▸ **Objetivos**:
(A) Enumere todas as expressões do excerto sobre o TTIP que indicam uma quantidade de assinaturas.
(B) Retome o excerto sobre o TTIP e continue-o a partir da última frase apresentada.

▸ **Excerto do texto**:
::::

Em nome das multinacionais

O coletivo “Stop TTIP” reuniu mais de três milhões de assinaturas para exigir a cessação imediata de negociações à Comissão Europeia. Era necessário apenas um milhão.

Uma das várias ações de protesto de que vem sendo alvo o TTIP na Europa decorreu em outubro de 2015, organizada pelo coletivo “Stop TTIP”.

“Num ano, reunimos o triplo das assinaturas necessárias para que seja admissível uma iniciativa de cidadania, segundo os tratados da União, o que demonstra a dimensão da crescente oposição europeia ao TTIP”, afirmou Susan George, membro do comité cidadão da ICE (Iniciativa de Cidadania Europeia).

Todavia, o gabinete de Bruxelas apressou-se a colocar a queixa no cesto dos papéis.

::::

▸ **Linhas de dados**:
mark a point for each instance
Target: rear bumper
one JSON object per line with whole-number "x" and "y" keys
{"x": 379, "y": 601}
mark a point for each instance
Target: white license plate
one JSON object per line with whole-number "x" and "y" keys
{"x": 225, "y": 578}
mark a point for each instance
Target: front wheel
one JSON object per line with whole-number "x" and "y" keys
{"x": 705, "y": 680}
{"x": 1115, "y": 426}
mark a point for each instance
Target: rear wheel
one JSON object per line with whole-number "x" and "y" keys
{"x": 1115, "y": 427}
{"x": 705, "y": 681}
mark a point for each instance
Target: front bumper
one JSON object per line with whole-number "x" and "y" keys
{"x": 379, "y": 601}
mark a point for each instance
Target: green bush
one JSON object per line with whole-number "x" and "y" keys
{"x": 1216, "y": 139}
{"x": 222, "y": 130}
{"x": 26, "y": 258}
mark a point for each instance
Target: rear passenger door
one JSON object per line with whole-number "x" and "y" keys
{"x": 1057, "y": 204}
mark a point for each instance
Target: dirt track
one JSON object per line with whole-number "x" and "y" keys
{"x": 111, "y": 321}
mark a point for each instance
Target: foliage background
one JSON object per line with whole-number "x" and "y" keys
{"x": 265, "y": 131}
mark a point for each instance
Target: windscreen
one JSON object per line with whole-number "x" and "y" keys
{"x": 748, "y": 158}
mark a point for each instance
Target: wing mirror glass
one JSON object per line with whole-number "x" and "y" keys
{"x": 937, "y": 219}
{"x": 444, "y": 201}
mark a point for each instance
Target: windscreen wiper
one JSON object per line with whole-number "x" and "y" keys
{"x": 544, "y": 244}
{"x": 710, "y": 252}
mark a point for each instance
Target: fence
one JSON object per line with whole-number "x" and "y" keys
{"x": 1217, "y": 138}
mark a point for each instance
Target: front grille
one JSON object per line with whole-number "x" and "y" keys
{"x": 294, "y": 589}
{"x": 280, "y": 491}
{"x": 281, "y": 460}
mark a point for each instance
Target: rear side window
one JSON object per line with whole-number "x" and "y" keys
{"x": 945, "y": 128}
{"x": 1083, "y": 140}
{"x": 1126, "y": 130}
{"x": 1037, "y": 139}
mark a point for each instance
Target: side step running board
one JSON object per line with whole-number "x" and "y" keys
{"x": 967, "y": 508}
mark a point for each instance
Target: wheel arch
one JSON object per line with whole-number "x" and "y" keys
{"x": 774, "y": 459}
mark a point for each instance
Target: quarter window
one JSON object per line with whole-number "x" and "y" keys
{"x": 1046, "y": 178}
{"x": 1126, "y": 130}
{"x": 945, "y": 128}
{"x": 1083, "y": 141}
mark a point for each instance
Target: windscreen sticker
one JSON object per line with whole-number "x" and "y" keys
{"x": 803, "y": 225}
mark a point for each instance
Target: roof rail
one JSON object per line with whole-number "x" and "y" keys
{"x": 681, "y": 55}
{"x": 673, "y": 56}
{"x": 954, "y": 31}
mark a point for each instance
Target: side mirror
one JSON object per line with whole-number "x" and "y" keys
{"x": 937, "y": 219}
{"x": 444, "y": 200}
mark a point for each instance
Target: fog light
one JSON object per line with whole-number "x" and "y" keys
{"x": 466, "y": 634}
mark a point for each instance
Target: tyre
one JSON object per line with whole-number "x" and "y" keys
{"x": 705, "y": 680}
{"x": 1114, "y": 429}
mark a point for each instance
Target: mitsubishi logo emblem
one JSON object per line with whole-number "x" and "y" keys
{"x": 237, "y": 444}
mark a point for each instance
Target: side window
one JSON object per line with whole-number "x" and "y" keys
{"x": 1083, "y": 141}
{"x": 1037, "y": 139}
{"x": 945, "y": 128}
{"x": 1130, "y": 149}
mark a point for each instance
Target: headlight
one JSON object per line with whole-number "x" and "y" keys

::::

▸ **Respostas do exercício**:
(A)
- mais de três milhões de assinaturas
- apenas um milhão
- o triplo das assinaturas necessárias

(B)
Apesar de haver desde 2012 essa possibilidade de qualquer cidadão europeu “participar” na elaboração das políticas da União e “obrigar” a Comissão Europeia a apresentar propostas legislativas - desde que recolhidas pelo menos um milhão de assinaturas de sete dos 28 Estados-membros -, a Comissão fez saber que o tema não estava dentro do seu “campo de competência, por não ser uma apreciação política”.
Maçães, a assinatura portuguesa
A ala mais social dos políticos europeus teme que assuntos relacionados com os direitos básicos dos cidadãos possam vir a ser cilindrados por negociações leoninas das grandes multinacionais a troco da implantação dos seus negócios em determinado território.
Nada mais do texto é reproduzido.